Object point labels
----------------------------------------

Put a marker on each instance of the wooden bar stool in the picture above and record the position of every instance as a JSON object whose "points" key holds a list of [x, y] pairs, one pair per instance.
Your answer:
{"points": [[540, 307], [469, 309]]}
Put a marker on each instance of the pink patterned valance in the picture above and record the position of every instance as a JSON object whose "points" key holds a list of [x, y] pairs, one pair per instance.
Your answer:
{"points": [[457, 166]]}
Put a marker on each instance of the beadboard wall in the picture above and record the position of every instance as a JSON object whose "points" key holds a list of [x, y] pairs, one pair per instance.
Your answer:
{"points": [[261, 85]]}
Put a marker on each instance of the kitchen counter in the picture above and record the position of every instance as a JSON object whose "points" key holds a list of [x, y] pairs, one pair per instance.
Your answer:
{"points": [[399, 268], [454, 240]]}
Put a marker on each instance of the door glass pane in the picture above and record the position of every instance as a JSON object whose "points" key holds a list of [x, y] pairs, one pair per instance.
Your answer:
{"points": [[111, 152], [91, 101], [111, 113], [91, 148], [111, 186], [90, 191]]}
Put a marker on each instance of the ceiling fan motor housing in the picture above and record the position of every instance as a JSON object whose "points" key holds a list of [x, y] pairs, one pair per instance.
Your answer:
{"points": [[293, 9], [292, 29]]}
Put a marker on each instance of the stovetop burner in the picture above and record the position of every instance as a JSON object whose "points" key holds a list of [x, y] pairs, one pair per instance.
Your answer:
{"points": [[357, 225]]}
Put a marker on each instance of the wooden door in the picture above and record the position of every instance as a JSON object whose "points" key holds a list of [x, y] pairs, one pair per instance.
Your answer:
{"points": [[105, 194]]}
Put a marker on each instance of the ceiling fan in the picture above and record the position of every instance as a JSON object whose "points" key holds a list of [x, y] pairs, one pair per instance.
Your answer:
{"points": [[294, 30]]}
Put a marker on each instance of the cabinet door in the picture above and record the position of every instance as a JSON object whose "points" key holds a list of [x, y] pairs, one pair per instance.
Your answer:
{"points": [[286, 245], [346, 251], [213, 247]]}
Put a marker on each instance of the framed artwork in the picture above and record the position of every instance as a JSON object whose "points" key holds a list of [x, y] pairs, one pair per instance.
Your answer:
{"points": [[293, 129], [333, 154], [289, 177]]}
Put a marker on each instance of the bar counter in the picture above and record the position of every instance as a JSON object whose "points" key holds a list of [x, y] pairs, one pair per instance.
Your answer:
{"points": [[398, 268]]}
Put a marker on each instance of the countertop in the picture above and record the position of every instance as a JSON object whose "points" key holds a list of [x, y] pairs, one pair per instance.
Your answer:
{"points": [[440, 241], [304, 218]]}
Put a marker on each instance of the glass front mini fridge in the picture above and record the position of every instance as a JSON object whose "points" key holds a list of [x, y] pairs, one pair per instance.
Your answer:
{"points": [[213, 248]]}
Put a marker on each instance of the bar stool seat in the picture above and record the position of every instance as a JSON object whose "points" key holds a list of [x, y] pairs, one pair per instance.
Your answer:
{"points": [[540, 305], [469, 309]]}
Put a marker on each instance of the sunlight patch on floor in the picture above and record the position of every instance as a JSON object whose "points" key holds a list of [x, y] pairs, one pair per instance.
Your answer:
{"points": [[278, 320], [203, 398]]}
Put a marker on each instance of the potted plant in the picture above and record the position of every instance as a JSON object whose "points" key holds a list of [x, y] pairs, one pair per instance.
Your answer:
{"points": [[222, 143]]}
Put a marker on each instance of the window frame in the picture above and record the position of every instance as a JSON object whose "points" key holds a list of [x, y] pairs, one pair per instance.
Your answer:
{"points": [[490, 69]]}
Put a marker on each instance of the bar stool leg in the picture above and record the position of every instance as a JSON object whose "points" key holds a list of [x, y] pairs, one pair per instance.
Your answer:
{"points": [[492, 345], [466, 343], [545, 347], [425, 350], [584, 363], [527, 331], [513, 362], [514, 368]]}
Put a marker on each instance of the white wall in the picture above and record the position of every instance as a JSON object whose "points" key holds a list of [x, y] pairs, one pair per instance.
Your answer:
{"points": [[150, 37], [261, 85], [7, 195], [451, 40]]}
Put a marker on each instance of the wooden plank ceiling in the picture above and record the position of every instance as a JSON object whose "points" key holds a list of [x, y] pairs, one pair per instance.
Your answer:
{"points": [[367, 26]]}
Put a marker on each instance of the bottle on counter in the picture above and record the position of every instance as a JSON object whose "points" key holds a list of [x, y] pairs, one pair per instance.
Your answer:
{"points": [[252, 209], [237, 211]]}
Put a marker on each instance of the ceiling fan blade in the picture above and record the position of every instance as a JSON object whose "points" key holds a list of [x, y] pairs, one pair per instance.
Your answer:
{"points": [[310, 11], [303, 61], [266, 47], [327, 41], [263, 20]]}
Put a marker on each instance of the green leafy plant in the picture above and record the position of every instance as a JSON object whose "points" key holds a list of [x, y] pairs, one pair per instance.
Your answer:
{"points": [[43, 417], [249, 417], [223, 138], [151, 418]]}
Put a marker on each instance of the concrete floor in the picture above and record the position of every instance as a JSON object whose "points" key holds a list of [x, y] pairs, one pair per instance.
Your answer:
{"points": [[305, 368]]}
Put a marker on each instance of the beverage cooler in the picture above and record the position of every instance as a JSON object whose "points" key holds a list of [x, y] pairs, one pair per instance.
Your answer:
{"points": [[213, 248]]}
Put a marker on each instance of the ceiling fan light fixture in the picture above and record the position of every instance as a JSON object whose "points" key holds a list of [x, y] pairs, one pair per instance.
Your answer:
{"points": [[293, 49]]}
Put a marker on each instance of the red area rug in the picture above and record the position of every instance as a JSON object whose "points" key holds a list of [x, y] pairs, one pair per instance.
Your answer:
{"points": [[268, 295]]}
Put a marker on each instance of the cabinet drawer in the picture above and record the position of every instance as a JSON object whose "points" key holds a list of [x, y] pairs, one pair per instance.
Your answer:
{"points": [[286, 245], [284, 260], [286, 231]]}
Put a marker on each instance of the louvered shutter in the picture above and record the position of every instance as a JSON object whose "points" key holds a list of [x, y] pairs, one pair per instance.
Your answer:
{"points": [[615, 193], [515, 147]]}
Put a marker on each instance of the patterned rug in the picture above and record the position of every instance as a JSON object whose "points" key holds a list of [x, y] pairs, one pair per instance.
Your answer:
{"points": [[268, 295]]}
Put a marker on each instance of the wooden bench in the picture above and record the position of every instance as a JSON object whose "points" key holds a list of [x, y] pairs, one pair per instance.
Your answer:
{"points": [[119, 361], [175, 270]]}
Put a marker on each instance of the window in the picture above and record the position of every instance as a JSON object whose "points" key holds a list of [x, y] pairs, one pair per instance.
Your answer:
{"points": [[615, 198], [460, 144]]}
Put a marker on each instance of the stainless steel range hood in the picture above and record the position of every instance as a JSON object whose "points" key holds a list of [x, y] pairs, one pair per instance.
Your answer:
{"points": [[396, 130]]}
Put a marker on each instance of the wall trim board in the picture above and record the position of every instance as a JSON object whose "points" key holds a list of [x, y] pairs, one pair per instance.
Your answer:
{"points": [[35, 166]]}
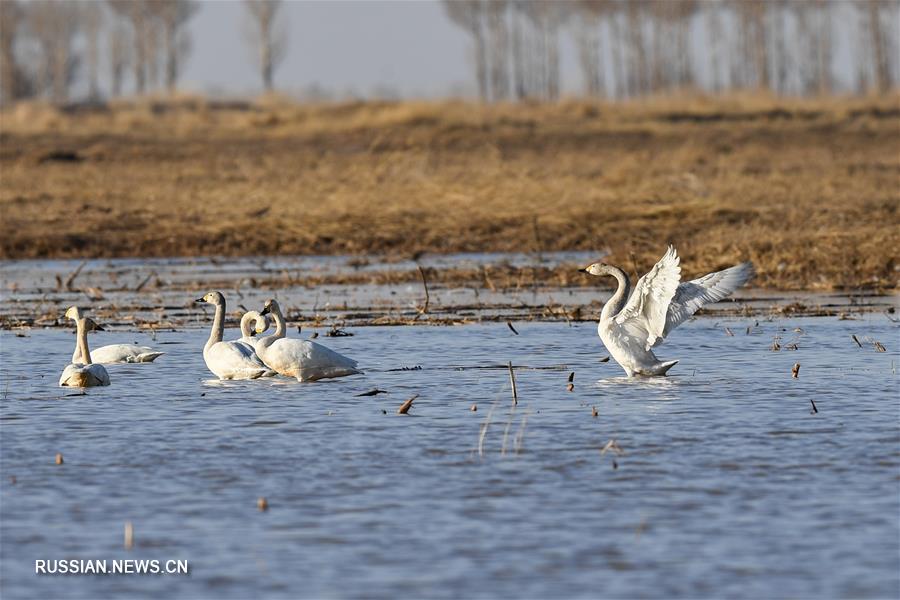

----------------------------------------

Reproduce the entire listing above with "Place a point on" substituted for every occurrence of "Put a marker on" and no other changes. Omit the pictures.

» **Answer to the problem**
Place a point on each instance of the wooden bar stool in the picture above and record the position of every instance as a JSON object whose "points" key holds a list of [x, y] pairs, one pair per instance.
Your answer:
{"points": [[540, 307], [469, 309]]}
Place a point on each instance of the pink patterned valance in the picture above and record the position of every instance as a JSON object whose "points" key holds a list of [x, y] pairs, one pair per instance.
Your answer:
{"points": [[457, 166]]}
Place a point on each instance of the beadboard wall in the picture above and record the position of every instance as a JSON object whose "points" key holds a list of [x, y] pairs, one pair per instance.
Your answer:
{"points": [[261, 85]]}
Place a point on each instance of the kitchen counter in the picture above and record the position of every instance as a JSON object whose "points" key holds a list of [x, y] pairs, one pair per instance.
Your answer:
{"points": [[399, 268], [454, 240]]}
Place a point on each instance of the door glass pane in the picture above and record the position of every instance as a JSON object whose "points" key holds a list of [x, y] pairs, one pair per instance.
Your answer:
{"points": [[111, 152], [91, 101], [111, 113], [91, 148], [111, 186], [90, 191]]}
Place a point on each instance of the ceiling fan motor housing in the picture above and record the position of every instance as a JSON object whose "points" key holds a list of [x, y] pairs, one pair per instance.
Your answer:
{"points": [[293, 9], [292, 29]]}
Place a point on each instance of the stovetop burner in the picture above and record the position of every instance as a JSON object whose "points" key holds a list of [x, y] pairs, one pair per instance.
Your answer:
{"points": [[357, 225]]}
Place a point on each instance of the wooden door in the picture above and record the position of every instance as a JSON object whose "points" key holds a list of [x, y] pairs, one pair per instance.
Your answer:
{"points": [[105, 194]]}
Place a point on each instance of the ceiling fan in the picture above and record the position of every instance as a JSON object whose "points" key holds a list of [x, y] pairs, one pair per instance.
Your answer:
{"points": [[294, 30]]}
Place a point on each instance of the cabinet door in the picture above and record the position of every instance as a JSON object whose "points" key holds a list of [x, y] pairs, one pair per instance.
Your answer:
{"points": [[286, 245], [346, 251], [213, 247]]}
Place a point on each instance of the framed artwork in the picture above and record the position of every instance as a JSON object whose "points" key holds a list of [x, y] pairs, one pair per instance.
Your answer:
{"points": [[293, 129], [333, 154], [289, 177]]}
Place a point on each instance of the bar counter in the picture above and record the position of every instance as a JSON object whose "points" key holds a list of [x, y] pairs, one pair per instance.
Your answer:
{"points": [[398, 268]]}
Place a point on each instance of the countertop in the picture above and record the position of every instance as a JSON object whose "points" key holds a list of [x, y] pairs, one pair per instance.
Your answer:
{"points": [[440, 241], [304, 218]]}
Place a point on each instance of the glass front mini fridge in the picture above and record the position of every instance as a JSON object whose "points" key holds a list of [x, y] pairs, one pair per instance.
Your answer:
{"points": [[213, 248]]}
Place a point on each instance of the bar stool seat in the picture above and record the position of every instance as a JSON object whose "points" key holds a list of [x, y] pairs, one pair per instance.
Your answer:
{"points": [[540, 305], [469, 309]]}
Place a point on each instance of the sunlight patch on floor in the picture above and record the position of every instance as a JSON object whose "points" key holds a list of [x, y] pairs, one pair per instance.
Your answer:
{"points": [[278, 320], [203, 398]]}
Place a point on each instance of the potted plant in the picture above and record the position of every instance as a JSON object whose "points" key holds a list of [x, y] pairs, one pair per instance.
Your answer:
{"points": [[222, 143]]}
Place a point on each instance of the window frame in the picture above and record the position of every instance as a JSON object whose "points" key holds a list of [x, y] pairs, one pair per instance.
Your answer:
{"points": [[490, 69]]}
Place a point on each instance of the bar stool leg in the picture above and record the position of every instance as a JSON object whose "points" key holds a list of [x, y] pairs, one pair per instance.
Your answer:
{"points": [[492, 345], [466, 343], [545, 347], [425, 350], [584, 363], [527, 331], [513, 362], [514, 368]]}
Place a point on each instance of the white wall in the picture above and record the position of every instance as a JSON object whose "points" key holds a list of [x, y] pairs, one pair per instance.
Your answer:
{"points": [[150, 37], [261, 85], [7, 195], [451, 40]]}
Place a point on each instance of the wooden plank ceiling in the picture above and record the position of every instance as a JSON object whose "points" key holds a list of [x, y] pairs, one pair per instance.
Your answer:
{"points": [[367, 26]]}
Place a point on each instance of the bottle on counter in the picture above and record the position of every instance as a JSON object whose "points" key holds a list of [x, y] pairs, one pair per instance.
Your answer:
{"points": [[252, 209], [237, 211]]}
Place a point on each instance of the ceiling fan blade in the picture above and record the position of every instance as a JSON object whose "points" key holds a list of [x, y] pairs, one pair per instance.
Your answer:
{"points": [[310, 11], [303, 61], [266, 47], [327, 41], [263, 20]]}
Place a point on each instance of the green leafy plant in the picture above and record the position of every instance as a JSON object whose "points" key holds a list of [x, y] pairs, one pair per instance.
Your answer:
{"points": [[43, 417], [249, 417], [223, 138], [151, 418]]}
Place a point on each instance of the concrete floor in the picture above and record the position of every instance as a JSON object whose "points" key holds a list of [x, y] pairs, one pair per instance.
Your answer:
{"points": [[305, 368]]}
Place a point on each instance of the beverage cooler in the picture above and record the position of every instance as a JSON object whose "points" key holds a list of [x, y] pairs, one pair per instance.
Your answer:
{"points": [[213, 248]]}
Place a point on each instance of the ceiling fan light fixture in the picture above and record the position of every instance as a JSON object whose "points" key holds a list of [x, y] pairs, one pair per instance.
Your answer:
{"points": [[293, 49]]}
Place a point on each instance of the red area rug in the picture above and record the position of every instance as a JSON object whose "points" key holds a list of [x, y] pairs, one pair per instance.
Your answer:
{"points": [[268, 295]]}
Place a point on each instance of the cabinet drawer in the picture above and record the position of every instance as a JSON object whose "points" key holds a list of [x, y] pairs, one pair per instance.
Your answer:
{"points": [[286, 245], [284, 260], [286, 231]]}
Place a point on each instance of the louvered shutter in the picture above and record the position of every instance as a JSON object whose "points" key holds a list of [x, y] pairs, one pair per instance.
Your answer:
{"points": [[615, 193], [515, 147]]}
Place a point on each instance of the patterned rug in the picture above and record the position of every instance as a JSON object whose "points" key holds a list of [x, y] pairs, one pair per instance.
Your answer:
{"points": [[268, 295]]}
Place a point on each instance of the wooden bench in the picture above and record the position of every instance as a JSON object whose "points" key holds a list of [x, y] pairs, one pair per instance.
Your answer:
{"points": [[119, 361], [175, 270]]}
Place a point on each instance of the window in the picture above and record the position of every instance as a JSON object whose "points" key holds a list of [x, y] pairs, one pair per instance.
Your answer:
{"points": [[615, 198], [460, 144]]}
Place a point on each instance of the stainless steel range hood in the picture above and record the position of every instance as a JSON object whose "points" key holds a list of [x, y] pairs, one pair per instance.
Your answer:
{"points": [[396, 130]]}
Place a point on each instance of the wall trim board in the picture above and record the position of every instance as a JSON object whose "points" key holds a list of [x, y] pairs, one pair per instance.
Your answer:
{"points": [[35, 166]]}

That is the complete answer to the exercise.